_What to do:_ Copy out word for word the part of the records below that opens with the line containing "of the blue" and closes with the line containing "of the dark", both of those lines included.

------------------------------------

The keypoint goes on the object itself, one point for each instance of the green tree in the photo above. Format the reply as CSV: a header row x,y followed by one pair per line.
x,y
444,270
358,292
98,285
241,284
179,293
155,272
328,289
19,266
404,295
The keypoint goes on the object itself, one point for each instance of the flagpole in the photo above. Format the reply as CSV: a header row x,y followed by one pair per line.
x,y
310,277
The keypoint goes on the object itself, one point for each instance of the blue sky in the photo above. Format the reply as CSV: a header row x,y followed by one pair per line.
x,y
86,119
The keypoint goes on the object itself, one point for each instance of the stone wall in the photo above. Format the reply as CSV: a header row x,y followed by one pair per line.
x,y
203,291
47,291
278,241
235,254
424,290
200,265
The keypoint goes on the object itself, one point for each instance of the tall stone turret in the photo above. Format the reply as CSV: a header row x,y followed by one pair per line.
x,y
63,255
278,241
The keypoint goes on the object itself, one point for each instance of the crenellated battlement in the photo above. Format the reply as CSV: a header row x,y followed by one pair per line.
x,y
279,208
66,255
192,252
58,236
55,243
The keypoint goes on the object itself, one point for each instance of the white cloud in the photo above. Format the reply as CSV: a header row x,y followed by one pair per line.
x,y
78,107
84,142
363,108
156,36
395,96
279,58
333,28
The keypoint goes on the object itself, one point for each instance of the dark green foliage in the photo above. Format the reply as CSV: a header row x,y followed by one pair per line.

------------------------------------

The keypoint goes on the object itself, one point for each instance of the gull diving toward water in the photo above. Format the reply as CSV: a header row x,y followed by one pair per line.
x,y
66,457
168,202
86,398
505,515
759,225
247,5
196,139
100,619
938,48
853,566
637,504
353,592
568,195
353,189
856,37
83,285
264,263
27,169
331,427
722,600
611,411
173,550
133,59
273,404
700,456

------------------------------------

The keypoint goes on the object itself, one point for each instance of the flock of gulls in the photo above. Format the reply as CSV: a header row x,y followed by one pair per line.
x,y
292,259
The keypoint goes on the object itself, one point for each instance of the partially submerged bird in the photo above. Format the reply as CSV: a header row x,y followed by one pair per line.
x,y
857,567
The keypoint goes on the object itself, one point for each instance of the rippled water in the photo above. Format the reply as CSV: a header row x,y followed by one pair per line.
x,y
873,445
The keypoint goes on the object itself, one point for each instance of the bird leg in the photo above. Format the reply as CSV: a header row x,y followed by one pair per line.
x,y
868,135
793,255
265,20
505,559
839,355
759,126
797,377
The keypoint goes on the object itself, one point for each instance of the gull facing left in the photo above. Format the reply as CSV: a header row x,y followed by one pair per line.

------------------------------------

_The response:_
The keypoint goes on the object itself, one point for each instance of the blue sky in the photo above. Format the reply as CSV: a header row x,y followed by one pair per line.
x,y
86,119
The keypoint goes on the object itself, one point for each instance of the stone wall in the photo above. Format the reply as CSV: a header row x,y followed by one pair per line.
x,y
203,291
47,291
278,241
235,254
424,290
200,265
The keypoint goes on the object itself, one point for each instance of the tall stone turret in the photo above. Format the reply as CSV: a header row x,y followed by one pair per line.
x,y
63,255
278,241
The keypoint goes on the object itself, one point for each instance of the crenellated battlement in the photo above. Format the reply as CSV: a header row x,y followed by one pair per line.
x,y
279,208
66,255
192,252
58,236
55,243
The keypoint goes on the object itself, one point for each instance of the white cloud in the photo above. Format the reply as CSV: a header row x,y followed by one pair per line.
x,y
78,107
84,142
363,108
156,36
395,96
279,58
333,28
The keypoint goes on the object itself, one point for each instance of the dark green foliage in the photo above. Format the reply as CSV: a header row x,y followed by one pair per line.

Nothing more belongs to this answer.